Only the line containing "green tree, then" and the lines after it, through the end of the entries, should be output exactly.

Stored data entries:
- Opening Delimiter -

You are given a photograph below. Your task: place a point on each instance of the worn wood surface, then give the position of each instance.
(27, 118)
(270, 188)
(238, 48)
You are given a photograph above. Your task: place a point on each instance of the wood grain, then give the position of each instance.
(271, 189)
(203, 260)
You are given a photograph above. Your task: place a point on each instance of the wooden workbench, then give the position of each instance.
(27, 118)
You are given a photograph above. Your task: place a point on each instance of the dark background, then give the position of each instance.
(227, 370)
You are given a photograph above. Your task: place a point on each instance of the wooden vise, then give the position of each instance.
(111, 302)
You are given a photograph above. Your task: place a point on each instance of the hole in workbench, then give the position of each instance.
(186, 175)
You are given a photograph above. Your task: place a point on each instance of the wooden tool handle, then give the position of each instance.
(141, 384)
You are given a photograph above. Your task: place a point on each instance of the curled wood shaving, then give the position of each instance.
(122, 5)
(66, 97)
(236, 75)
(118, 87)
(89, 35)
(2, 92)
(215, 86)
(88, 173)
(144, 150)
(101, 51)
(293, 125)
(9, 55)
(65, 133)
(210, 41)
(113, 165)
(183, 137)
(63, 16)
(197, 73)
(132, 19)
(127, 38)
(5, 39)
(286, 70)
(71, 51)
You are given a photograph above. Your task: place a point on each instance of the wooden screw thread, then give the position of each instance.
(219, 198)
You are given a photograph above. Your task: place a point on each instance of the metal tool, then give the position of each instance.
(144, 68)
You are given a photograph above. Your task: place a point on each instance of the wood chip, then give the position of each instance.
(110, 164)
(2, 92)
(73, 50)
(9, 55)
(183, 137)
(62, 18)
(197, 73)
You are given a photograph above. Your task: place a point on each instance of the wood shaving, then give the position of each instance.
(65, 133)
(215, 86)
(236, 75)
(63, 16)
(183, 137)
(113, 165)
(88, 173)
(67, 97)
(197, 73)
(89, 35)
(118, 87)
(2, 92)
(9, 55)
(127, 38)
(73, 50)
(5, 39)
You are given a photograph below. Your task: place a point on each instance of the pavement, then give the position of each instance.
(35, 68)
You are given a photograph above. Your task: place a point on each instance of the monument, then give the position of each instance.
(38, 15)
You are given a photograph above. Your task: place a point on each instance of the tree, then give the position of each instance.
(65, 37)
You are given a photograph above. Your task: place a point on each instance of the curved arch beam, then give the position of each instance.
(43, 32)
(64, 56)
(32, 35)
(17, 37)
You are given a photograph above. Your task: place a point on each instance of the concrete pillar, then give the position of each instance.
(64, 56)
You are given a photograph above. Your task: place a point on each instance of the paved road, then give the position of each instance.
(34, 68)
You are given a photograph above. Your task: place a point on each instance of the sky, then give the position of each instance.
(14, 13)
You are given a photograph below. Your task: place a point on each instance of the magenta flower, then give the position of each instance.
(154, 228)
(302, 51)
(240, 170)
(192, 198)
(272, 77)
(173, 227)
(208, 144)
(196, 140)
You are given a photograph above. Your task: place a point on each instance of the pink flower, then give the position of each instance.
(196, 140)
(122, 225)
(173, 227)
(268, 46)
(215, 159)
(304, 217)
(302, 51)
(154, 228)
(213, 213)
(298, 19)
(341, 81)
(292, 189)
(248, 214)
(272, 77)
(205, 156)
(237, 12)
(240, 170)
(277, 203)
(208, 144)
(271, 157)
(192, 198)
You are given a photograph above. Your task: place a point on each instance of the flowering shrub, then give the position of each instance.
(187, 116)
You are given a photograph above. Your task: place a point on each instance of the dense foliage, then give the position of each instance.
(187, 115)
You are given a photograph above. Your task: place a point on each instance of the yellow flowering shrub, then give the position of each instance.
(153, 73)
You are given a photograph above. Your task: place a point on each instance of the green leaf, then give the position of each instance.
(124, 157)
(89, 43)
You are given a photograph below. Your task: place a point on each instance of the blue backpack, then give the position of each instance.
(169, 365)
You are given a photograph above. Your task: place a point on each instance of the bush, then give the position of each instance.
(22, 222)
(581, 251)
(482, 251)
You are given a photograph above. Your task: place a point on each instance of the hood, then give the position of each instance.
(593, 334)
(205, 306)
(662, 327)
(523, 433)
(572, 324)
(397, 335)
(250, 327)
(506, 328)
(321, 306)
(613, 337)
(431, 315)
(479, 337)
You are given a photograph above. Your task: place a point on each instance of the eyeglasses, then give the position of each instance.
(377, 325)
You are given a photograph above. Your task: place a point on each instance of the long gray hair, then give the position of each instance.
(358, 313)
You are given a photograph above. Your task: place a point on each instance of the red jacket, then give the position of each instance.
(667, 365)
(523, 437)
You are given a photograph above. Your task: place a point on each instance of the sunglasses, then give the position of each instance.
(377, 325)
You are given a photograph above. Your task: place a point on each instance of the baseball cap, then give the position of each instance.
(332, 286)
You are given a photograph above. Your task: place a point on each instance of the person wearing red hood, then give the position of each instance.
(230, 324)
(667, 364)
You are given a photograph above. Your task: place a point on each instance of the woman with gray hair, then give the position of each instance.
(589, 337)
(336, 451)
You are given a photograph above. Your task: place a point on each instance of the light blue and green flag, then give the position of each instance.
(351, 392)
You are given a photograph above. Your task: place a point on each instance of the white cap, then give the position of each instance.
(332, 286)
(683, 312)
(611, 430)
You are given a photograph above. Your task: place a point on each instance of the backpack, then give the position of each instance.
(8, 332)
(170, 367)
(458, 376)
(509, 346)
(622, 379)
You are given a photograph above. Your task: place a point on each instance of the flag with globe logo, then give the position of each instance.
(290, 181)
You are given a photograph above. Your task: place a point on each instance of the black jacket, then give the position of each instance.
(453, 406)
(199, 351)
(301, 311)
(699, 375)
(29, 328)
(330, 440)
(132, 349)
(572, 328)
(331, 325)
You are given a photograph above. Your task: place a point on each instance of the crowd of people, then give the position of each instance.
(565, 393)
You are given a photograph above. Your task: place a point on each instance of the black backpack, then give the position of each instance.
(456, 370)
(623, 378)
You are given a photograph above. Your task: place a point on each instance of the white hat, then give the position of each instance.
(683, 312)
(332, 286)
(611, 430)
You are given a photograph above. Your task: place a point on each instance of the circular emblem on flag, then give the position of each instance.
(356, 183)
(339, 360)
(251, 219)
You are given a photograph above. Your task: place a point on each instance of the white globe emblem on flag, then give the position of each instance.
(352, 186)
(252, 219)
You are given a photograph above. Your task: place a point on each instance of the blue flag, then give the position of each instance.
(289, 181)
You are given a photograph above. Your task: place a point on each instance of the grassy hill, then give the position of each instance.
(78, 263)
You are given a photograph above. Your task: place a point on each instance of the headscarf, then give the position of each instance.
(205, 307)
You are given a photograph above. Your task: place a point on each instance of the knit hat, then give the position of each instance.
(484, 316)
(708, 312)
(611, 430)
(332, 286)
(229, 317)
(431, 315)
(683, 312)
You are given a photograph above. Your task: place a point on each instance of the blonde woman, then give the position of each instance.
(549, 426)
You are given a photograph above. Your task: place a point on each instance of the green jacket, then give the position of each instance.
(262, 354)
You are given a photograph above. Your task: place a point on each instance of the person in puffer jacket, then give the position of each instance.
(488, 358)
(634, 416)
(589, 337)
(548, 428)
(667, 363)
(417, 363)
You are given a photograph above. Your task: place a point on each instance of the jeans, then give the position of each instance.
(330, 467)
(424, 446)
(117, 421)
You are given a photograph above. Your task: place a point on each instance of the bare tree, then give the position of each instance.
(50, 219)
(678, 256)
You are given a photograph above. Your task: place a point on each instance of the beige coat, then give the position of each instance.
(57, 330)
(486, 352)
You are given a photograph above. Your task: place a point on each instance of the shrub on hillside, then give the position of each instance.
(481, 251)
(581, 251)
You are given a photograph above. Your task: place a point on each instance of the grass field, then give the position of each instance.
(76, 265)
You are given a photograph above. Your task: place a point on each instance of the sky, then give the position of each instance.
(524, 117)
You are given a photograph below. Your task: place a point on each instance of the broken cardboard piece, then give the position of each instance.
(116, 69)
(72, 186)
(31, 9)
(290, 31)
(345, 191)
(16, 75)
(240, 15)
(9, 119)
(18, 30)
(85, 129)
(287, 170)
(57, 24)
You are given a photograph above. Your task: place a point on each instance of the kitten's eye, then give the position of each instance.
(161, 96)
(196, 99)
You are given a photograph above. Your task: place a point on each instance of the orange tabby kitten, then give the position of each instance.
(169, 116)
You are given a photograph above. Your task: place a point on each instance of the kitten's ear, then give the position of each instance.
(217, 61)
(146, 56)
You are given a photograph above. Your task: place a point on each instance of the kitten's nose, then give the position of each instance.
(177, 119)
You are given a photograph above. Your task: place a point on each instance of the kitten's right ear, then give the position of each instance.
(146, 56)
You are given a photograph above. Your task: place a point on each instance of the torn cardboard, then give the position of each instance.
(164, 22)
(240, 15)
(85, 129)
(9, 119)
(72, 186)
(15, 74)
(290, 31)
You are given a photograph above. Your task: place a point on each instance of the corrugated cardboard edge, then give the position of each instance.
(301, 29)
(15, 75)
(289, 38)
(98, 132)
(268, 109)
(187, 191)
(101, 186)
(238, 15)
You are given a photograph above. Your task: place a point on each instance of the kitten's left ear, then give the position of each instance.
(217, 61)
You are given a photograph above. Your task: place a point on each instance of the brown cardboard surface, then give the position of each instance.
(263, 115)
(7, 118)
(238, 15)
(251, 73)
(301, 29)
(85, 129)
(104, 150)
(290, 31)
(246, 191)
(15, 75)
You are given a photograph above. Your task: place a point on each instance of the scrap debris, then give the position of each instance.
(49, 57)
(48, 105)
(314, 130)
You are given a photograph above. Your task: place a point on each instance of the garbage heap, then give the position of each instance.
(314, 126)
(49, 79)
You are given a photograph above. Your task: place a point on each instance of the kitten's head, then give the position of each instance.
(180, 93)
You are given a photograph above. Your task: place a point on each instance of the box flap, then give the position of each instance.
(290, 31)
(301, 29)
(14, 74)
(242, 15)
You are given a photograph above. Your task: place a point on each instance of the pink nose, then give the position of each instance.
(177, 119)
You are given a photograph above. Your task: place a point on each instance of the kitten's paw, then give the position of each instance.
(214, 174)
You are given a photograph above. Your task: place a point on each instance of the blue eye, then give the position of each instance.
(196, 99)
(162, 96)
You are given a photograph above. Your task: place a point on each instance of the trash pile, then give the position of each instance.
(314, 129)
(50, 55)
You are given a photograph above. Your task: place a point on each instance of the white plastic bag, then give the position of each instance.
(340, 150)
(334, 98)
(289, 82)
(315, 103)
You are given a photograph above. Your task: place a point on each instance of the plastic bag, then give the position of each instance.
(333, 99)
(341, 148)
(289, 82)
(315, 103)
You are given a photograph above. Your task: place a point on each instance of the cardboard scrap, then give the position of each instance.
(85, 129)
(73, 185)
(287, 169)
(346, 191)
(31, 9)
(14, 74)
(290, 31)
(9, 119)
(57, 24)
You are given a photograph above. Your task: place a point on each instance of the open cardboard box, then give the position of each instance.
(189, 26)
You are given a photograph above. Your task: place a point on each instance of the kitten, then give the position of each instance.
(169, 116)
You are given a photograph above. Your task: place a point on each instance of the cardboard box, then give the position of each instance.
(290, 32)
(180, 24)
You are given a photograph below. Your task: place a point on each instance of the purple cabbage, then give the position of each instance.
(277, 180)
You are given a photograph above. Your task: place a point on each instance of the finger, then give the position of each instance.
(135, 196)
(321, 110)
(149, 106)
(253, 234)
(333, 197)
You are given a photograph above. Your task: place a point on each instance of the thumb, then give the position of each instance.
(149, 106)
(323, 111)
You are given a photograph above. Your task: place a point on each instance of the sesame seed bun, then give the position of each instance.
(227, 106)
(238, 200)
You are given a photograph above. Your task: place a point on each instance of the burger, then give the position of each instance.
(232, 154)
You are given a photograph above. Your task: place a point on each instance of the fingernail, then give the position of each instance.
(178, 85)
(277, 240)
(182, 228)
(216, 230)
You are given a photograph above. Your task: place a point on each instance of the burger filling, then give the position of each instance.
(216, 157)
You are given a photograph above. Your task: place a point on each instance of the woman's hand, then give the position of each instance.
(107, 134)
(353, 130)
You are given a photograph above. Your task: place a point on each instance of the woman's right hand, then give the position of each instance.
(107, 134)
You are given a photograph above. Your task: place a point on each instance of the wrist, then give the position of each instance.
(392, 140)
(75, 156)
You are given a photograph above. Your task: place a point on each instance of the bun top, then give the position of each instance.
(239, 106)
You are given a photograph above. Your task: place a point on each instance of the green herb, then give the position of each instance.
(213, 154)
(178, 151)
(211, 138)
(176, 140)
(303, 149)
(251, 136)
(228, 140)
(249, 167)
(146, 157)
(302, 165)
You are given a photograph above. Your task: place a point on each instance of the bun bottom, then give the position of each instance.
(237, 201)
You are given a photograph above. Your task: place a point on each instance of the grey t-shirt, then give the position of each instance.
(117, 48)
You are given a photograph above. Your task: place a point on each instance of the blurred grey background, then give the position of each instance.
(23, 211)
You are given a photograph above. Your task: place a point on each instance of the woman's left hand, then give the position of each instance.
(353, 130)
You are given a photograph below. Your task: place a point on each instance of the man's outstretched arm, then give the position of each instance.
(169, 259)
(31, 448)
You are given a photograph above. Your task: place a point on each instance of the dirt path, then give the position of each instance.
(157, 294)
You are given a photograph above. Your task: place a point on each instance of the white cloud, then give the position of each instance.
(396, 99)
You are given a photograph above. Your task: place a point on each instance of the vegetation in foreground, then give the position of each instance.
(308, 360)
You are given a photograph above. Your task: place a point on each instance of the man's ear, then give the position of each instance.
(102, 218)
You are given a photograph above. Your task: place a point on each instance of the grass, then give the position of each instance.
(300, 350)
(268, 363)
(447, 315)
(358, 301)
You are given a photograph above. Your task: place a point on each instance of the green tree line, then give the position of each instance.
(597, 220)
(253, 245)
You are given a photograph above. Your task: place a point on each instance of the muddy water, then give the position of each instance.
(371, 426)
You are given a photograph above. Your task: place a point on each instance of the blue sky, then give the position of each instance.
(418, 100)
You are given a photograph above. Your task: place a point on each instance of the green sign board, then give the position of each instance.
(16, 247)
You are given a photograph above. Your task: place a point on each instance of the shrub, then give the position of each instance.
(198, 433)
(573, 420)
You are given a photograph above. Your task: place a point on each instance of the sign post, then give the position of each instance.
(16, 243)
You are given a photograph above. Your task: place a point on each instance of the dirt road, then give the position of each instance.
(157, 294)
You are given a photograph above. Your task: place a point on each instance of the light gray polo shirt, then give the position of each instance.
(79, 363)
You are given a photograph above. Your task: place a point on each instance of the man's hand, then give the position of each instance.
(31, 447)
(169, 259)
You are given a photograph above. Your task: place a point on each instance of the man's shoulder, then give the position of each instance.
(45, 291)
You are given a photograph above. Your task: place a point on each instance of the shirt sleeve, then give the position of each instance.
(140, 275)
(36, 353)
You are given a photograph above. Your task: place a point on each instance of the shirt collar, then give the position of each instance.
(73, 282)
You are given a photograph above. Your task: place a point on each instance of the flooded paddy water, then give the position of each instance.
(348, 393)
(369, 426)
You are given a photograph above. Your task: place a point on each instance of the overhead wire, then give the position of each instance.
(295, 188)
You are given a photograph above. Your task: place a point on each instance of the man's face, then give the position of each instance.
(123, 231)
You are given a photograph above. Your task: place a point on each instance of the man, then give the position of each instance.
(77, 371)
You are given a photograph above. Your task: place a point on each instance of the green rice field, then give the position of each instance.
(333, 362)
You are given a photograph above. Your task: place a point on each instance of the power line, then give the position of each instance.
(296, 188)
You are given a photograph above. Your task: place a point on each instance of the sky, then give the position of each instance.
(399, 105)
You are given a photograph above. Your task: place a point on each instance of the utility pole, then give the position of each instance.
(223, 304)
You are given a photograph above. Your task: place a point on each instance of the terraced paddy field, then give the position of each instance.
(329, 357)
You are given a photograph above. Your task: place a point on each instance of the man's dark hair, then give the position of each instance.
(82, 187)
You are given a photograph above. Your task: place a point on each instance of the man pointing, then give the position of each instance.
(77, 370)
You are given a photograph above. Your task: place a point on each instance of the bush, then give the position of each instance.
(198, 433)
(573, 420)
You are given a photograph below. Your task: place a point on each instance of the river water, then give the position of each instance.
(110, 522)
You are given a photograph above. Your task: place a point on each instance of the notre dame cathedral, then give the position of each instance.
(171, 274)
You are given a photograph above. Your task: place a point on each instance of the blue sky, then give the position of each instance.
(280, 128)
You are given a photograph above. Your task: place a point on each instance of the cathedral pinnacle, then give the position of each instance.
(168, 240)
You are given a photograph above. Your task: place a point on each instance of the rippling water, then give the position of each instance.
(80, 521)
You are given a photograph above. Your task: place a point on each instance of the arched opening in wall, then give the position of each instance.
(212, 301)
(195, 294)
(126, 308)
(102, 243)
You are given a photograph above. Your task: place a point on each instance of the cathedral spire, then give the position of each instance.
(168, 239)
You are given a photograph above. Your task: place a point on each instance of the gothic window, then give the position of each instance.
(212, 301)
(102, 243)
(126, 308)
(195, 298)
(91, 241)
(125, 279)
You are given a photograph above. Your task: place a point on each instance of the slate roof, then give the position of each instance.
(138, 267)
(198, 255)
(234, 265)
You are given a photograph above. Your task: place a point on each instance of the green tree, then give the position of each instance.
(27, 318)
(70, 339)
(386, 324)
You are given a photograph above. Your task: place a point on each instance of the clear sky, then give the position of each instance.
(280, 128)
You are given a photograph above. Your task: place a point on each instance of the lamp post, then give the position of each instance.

- Closing Delimiter -

### RESPONSE TO THIS TASK:
You are given a photograph above. Your task: place a point on each instance of the green tree, then give the position of each instance.
(27, 318)
(70, 339)
(386, 324)
You are given a photograph above. Your task: place a point on each instance of the clear sky, then give the position of each instance.
(280, 128)
You are given a photograph above. Your task: place a point on each instance of the lamp post, then give the position of each instance.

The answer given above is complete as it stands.